▶ WHAT TO PRODUCE:
Starting with the line in which "form: x=84 y=369." appears, give back every line exactly as written until the listing ends, excluding pictures.

▶ INFORMATION SUPPLIED:
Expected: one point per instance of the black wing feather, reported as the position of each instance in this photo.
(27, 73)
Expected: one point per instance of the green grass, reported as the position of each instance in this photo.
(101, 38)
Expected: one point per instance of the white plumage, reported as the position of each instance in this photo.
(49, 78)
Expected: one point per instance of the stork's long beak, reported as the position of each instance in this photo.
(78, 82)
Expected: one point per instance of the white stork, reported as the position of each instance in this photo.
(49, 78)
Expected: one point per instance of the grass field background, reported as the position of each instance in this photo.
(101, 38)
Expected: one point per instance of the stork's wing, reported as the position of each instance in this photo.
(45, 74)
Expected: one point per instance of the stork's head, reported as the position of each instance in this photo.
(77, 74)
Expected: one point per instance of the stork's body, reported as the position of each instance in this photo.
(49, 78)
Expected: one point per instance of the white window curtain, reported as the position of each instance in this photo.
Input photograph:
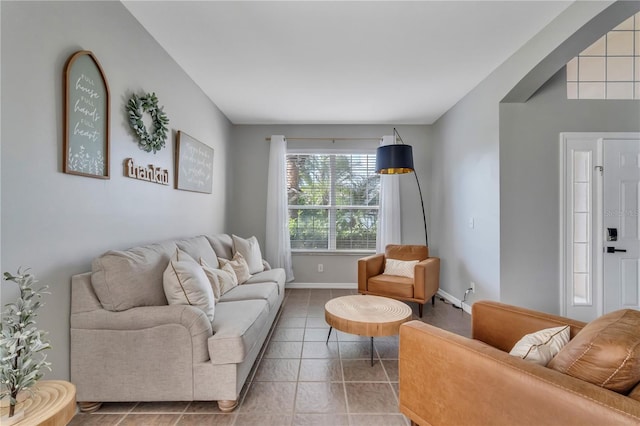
(278, 243)
(389, 230)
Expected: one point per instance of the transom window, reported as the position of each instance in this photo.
(333, 201)
(610, 67)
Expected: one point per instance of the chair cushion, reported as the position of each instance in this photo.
(199, 248)
(391, 285)
(606, 352)
(406, 252)
(236, 328)
(264, 291)
(127, 279)
(401, 268)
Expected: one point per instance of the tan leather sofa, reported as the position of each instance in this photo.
(447, 379)
(421, 288)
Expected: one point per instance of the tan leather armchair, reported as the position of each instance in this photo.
(447, 379)
(421, 288)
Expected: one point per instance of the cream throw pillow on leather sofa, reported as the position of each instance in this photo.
(185, 283)
(540, 347)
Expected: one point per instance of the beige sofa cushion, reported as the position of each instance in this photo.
(130, 278)
(236, 328)
(249, 248)
(606, 352)
(239, 265)
(222, 244)
(185, 283)
(221, 280)
(263, 291)
(276, 276)
(199, 248)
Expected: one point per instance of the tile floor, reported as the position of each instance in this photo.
(299, 379)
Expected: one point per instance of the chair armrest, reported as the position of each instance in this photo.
(368, 267)
(446, 379)
(427, 278)
(501, 325)
(190, 317)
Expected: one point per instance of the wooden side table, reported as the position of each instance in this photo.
(372, 316)
(53, 404)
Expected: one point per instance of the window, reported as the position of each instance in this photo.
(610, 67)
(333, 201)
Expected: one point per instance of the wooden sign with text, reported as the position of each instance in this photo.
(86, 117)
(150, 173)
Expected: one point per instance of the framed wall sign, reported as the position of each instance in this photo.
(194, 164)
(86, 117)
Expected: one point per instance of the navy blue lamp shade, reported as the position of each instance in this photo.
(394, 159)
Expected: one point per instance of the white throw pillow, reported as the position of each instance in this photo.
(221, 280)
(185, 283)
(250, 250)
(239, 266)
(402, 268)
(540, 347)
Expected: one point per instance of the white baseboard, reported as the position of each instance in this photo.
(349, 286)
(465, 306)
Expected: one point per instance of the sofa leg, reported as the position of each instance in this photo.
(227, 406)
(89, 407)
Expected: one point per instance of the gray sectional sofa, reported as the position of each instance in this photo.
(128, 344)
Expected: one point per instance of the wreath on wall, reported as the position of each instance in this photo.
(136, 107)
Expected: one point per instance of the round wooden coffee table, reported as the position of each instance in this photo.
(371, 316)
(53, 403)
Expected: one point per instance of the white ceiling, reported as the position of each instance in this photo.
(362, 62)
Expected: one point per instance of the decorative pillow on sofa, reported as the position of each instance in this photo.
(185, 283)
(606, 352)
(239, 266)
(402, 268)
(125, 279)
(540, 347)
(249, 249)
(199, 248)
(221, 280)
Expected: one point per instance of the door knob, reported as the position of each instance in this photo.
(613, 250)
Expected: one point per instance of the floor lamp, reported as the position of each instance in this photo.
(397, 158)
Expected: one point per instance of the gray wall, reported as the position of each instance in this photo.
(57, 223)
(530, 181)
(467, 167)
(250, 153)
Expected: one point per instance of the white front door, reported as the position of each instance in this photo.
(621, 227)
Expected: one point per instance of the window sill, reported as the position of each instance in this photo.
(332, 252)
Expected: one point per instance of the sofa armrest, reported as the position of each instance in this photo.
(427, 278)
(447, 379)
(266, 265)
(368, 267)
(501, 325)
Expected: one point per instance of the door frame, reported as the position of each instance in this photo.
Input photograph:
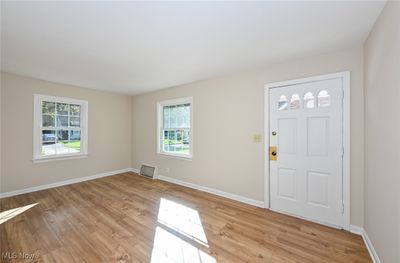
(345, 75)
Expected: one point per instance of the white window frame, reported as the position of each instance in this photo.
(37, 128)
(160, 128)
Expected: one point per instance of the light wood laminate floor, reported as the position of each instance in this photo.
(127, 218)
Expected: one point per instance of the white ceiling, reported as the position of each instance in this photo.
(135, 47)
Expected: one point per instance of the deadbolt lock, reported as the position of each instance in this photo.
(273, 153)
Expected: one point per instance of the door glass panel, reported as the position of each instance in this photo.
(295, 102)
(324, 99)
(282, 103)
(309, 102)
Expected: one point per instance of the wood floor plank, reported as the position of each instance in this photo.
(117, 219)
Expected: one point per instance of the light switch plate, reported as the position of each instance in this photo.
(257, 138)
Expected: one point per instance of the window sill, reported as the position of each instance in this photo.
(59, 158)
(176, 156)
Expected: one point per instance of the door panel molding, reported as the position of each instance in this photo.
(345, 76)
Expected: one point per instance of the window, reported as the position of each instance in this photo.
(60, 127)
(175, 127)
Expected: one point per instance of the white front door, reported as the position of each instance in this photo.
(306, 127)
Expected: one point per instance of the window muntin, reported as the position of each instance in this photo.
(60, 124)
(175, 127)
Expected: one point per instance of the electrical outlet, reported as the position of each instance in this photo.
(257, 138)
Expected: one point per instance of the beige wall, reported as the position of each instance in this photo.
(227, 113)
(109, 134)
(382, 140)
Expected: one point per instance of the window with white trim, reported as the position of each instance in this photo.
(175, 118)
(60, 127)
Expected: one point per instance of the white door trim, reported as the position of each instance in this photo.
(346, 136)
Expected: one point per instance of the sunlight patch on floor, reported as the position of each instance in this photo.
(11, 213)
(182, 219)
(169, 248)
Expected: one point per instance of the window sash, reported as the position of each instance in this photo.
(39, 128)
(181, 119)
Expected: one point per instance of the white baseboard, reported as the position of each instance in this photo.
(356, 230)
(361, 232)
(235, 197)
(371, 249)
(66, 182)
(353, 229)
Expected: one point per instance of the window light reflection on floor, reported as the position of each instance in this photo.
(9, 214)
(179, 236)
(169, 248)
(182, 219)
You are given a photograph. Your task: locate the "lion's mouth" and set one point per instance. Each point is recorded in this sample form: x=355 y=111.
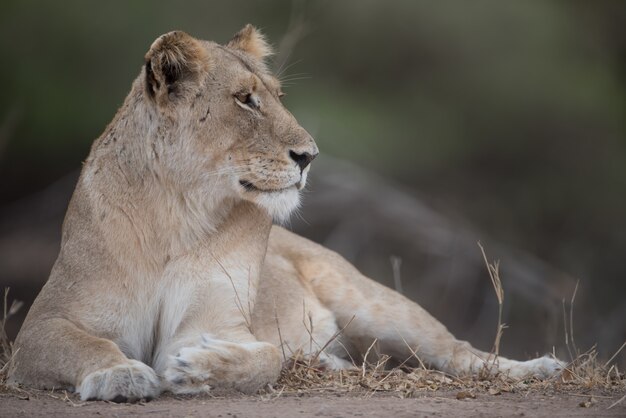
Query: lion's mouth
x=250 y=187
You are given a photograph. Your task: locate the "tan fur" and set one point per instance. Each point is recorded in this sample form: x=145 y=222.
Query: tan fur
x=170 y=274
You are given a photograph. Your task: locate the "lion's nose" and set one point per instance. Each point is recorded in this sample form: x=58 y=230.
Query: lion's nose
x=303 y=159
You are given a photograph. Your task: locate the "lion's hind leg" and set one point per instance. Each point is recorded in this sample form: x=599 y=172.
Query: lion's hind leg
x=372 y=315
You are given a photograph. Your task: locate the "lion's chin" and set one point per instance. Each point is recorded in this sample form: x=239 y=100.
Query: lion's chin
x=279 y=204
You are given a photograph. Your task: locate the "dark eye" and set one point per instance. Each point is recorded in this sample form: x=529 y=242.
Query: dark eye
x=249 y=100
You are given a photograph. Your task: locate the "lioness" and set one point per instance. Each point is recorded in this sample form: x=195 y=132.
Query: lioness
x=170 y=274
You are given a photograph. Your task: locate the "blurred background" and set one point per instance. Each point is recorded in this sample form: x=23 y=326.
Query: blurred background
x=440 y=124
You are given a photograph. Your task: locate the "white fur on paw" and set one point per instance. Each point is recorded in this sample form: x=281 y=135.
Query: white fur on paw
x=128 y=382
x=211 y=362
x=333 y=362
x=542 y=368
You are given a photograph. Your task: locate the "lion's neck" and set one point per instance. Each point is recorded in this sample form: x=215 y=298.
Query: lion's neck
x=159 y=217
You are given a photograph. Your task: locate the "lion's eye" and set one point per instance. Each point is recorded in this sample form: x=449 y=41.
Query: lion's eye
x=249 y=100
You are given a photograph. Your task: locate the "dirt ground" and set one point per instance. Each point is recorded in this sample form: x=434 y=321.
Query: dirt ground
x=428 y=404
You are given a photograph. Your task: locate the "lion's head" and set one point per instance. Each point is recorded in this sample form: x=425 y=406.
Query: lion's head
x=219 y=111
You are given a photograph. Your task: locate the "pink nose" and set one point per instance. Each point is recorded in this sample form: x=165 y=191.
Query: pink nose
x=303 y=159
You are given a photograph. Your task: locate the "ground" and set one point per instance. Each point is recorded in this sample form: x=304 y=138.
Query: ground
x=428 y=404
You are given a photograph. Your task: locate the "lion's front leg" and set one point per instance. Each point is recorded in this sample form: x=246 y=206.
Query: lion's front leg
x=211 y=363
x=205 y=338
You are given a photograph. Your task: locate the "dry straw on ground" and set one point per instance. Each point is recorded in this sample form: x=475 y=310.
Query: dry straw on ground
x=585 y=375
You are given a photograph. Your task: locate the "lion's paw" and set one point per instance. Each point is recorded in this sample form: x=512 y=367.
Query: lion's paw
x=122 y=383
x=542 y=368
x=213 y=362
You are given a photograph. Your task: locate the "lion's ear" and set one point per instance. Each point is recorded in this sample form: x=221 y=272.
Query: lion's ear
x=173 y=66
x=251 y=41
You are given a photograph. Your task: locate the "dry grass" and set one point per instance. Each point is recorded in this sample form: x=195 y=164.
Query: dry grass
x=585 y=375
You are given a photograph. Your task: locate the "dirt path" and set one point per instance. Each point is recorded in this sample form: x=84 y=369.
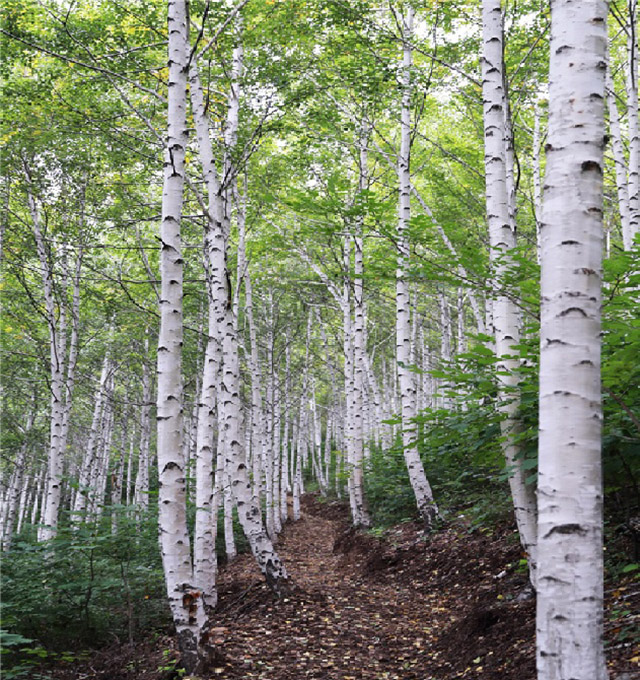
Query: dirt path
x=357 y=610
x=408 y=607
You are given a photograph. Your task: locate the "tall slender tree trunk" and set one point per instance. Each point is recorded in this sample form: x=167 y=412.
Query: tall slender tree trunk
x=506 y=321
x=184 y=599
x=632 y=120
x=570 y=564
x=424 y=497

▶ TASK SOLUTION:
You are given a photograph. Your task: locate the "dirt path" and set one point per instance. Each point is recorded in this sample form: x=84 y=369.
Query: dirt path
x=357 y=610
x=408 y=607
You are given a photograph. Your task: locate the "tall slender tree trunk" and set one point per instance. Each point is recorded in this sample form: x=167 y=412.
Query: tall slender tree trunk
x=506 y=321
x=184 y=599
x=632 y=120
x=570 y=564
x=424 y=497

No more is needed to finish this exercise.